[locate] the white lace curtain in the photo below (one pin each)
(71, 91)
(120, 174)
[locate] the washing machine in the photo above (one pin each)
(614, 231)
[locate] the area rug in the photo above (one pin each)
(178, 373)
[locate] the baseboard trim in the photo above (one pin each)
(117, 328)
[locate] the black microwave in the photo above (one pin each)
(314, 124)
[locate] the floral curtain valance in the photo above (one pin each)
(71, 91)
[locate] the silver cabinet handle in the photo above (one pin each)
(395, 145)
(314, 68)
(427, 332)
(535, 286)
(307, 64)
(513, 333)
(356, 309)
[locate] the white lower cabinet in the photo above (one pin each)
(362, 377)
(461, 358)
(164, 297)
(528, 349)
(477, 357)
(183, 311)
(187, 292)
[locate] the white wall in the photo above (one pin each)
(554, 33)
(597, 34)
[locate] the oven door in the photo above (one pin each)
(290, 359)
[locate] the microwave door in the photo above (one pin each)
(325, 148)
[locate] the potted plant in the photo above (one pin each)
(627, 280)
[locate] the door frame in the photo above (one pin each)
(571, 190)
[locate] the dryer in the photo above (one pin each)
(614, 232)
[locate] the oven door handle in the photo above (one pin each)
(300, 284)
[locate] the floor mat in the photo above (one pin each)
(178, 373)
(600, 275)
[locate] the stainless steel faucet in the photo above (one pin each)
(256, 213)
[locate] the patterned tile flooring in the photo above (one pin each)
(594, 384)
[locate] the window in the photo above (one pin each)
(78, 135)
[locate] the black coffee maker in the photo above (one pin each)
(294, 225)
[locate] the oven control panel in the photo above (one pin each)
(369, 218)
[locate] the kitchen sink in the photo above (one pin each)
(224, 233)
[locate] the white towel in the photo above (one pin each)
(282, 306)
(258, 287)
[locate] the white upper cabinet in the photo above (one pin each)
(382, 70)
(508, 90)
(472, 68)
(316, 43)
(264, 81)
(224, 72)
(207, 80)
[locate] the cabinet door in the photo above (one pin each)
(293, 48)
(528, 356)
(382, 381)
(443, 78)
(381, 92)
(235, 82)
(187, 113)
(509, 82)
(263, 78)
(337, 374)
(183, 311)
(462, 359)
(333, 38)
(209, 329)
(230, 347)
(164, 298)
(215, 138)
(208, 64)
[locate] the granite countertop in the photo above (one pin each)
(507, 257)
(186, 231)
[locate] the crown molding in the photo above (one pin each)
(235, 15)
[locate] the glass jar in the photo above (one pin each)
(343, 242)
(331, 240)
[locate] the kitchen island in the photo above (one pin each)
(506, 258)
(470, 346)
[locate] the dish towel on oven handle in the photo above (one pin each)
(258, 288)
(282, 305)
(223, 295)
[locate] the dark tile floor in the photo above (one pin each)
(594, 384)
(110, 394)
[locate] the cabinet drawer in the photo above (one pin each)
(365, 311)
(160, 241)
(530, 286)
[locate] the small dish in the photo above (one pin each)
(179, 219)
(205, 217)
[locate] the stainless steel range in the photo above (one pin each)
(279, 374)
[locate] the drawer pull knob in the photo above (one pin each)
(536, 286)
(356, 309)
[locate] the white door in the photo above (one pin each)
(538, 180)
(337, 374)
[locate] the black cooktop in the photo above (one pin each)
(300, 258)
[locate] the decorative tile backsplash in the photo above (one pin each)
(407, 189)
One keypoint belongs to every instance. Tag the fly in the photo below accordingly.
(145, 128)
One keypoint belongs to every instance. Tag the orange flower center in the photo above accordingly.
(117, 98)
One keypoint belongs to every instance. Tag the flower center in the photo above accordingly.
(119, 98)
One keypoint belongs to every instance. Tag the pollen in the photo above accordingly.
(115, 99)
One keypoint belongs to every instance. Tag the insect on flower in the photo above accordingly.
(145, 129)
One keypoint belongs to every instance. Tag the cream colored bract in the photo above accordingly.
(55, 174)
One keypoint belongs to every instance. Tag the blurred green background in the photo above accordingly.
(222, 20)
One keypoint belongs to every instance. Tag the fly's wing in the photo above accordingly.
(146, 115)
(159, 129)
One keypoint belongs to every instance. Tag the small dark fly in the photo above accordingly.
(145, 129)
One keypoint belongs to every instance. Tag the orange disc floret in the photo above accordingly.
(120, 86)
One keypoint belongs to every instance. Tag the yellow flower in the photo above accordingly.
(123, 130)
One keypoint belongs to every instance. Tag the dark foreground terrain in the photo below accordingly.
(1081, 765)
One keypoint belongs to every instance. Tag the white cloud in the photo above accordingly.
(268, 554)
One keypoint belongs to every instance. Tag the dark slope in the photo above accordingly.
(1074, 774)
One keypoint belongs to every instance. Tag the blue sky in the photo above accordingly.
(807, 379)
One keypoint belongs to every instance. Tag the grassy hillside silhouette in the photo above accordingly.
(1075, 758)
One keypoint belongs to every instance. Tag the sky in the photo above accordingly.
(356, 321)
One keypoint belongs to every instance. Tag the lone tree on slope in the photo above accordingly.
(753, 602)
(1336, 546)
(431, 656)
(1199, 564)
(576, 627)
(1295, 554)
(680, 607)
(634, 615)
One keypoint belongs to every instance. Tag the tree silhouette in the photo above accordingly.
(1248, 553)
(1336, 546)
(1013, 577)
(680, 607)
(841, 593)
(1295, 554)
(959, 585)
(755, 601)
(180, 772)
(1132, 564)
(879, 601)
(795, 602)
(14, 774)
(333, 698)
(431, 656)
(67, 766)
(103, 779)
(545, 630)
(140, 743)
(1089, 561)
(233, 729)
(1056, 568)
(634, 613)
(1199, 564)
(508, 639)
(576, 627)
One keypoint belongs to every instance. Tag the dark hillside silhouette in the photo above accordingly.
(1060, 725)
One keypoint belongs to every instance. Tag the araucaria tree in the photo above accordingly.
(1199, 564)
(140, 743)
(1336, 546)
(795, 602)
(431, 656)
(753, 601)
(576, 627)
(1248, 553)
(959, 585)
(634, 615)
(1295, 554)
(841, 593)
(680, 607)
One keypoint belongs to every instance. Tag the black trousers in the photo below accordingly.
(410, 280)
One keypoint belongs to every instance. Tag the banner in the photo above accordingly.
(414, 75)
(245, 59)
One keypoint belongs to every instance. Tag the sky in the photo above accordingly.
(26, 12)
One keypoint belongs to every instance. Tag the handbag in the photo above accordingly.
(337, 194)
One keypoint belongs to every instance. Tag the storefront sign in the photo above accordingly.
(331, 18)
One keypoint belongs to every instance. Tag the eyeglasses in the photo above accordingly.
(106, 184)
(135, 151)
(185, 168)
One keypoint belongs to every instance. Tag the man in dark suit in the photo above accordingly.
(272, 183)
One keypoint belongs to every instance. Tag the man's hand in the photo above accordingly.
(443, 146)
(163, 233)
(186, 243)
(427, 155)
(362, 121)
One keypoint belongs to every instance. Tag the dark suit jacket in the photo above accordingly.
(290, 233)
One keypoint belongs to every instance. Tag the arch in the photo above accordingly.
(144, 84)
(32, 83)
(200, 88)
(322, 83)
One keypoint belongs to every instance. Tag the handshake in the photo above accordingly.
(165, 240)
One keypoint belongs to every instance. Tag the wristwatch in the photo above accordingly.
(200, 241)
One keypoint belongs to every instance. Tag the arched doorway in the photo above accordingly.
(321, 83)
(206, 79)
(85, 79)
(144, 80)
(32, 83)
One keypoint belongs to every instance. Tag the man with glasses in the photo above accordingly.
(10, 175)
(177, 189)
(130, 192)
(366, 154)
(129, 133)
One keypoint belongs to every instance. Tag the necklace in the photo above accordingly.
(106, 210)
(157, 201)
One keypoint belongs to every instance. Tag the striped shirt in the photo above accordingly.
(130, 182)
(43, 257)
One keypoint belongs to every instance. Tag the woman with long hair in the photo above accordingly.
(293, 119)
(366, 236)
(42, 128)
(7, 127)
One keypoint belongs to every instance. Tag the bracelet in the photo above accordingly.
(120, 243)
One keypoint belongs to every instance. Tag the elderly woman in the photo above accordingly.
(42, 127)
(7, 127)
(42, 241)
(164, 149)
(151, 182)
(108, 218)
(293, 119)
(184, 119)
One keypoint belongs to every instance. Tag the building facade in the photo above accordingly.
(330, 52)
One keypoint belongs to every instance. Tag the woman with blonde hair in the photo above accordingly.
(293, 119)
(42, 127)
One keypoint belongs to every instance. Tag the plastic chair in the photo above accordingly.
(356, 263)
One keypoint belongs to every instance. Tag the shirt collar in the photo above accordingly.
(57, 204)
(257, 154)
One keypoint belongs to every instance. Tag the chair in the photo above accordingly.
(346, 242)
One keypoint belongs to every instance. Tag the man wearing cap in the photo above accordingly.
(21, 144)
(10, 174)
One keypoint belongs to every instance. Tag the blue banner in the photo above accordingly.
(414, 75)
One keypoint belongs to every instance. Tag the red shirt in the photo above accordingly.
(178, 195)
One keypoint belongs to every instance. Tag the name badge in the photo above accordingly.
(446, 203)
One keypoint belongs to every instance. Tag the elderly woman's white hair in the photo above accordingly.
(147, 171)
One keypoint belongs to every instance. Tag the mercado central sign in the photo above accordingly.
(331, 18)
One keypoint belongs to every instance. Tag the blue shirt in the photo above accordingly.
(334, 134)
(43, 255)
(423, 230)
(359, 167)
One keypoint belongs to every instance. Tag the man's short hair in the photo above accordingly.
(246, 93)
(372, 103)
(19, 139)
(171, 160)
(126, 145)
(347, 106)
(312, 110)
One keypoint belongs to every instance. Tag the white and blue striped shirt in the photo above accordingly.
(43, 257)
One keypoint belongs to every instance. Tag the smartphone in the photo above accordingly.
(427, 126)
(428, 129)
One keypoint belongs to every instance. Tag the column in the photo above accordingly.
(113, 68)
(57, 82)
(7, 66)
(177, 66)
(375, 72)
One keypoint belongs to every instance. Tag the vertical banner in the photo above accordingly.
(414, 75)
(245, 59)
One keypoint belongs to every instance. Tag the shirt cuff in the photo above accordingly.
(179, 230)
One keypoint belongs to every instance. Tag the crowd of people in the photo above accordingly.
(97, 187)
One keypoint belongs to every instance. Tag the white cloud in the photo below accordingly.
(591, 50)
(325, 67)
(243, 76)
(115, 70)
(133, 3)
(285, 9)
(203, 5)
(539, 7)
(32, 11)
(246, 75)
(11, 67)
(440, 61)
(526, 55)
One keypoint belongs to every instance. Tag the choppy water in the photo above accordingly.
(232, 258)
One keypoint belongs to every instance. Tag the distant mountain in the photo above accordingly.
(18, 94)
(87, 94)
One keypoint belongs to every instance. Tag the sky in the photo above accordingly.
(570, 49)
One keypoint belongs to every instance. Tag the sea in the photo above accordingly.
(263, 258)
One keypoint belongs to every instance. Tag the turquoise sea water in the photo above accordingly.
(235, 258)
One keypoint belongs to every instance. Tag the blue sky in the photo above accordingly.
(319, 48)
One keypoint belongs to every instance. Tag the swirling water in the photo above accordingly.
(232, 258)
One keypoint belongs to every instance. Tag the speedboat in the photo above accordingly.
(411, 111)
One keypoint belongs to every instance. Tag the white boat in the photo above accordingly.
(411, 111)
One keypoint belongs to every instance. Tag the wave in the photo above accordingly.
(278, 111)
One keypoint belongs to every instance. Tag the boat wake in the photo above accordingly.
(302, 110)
☆ ☆ ☆ ☆ ☆ ☆ ☆
**Required work**
Convert the part of the listing above into a numbered list, beginning with the line that contains "[locate] the decorative" and continuing through the line that contains "(1075, 758)". Leave out any blank lines.

**Full answer**
1. [locate] the decorative tile backsplash in the photo above (one pin each)
2. (407, 189)
3. One keypoint belongs to every instance. Tag the fly in the photo below accordingly.
4. (145, 128)
5. One keypoint belongs to every instance. Tag the orange flower center in the photo above accordingly.
6. (117, 98)
7. One keypoint belongs to every instance. Tag the flower center in the photo above accordingly.
8. (119, 98)
9. One keypoint belongs to every instance. Tag the pollen in the photo above accordingly.
10. (115, 99)
11. One keypoint belongs to every instance. Tag the insect on flower in the photo above accordingly.
12. (145, 129)
13. One keypoint belongs to every instance. Tag the cream colored bract in the photo above accordingly.
14. (55, 174)
15. One keypoint belongs to every instance. Tag the blurred green background in the photo above accordingly.
16. (222, 20)
17. One keypoint belongs to every instance. Tag the fly's wing in the photo above accordingly.
18. (146, 115)
19. (159, 129)
20. One keypoint belongs to every instance. Tag the small dark fly in the photo above accordingly.
21. (145, 129)
22. One keypoint belongs to every instance. Tag the orange disc floret in the photo above accordingly.
23. (120, 86)
24. One keypoint belongs to every instance. Tag the yellow flower in the photo above accordingly.
25. (123, 130)
26. One keypoint belongs to every instance. Tag the dark foreground terrain in the photo below accordingly.
27. (1081, 765)
28. One keypoint belongs to every instance. Tag the white cloud in the photo above accordingly.
29. (268, 554)
30. One keypoint belongs to every instance. Tag the dark slope in the photo above accordingly.
31. (1074, 774)
32. One keypoint belongs to every instance. Tag the blue sky in the photo above accordingly.
33. (807, 379)
34. One keypoint belongs to every instance. Tag the grassy hillside silhouette in the photo above accordingly.
35. (1075, 758)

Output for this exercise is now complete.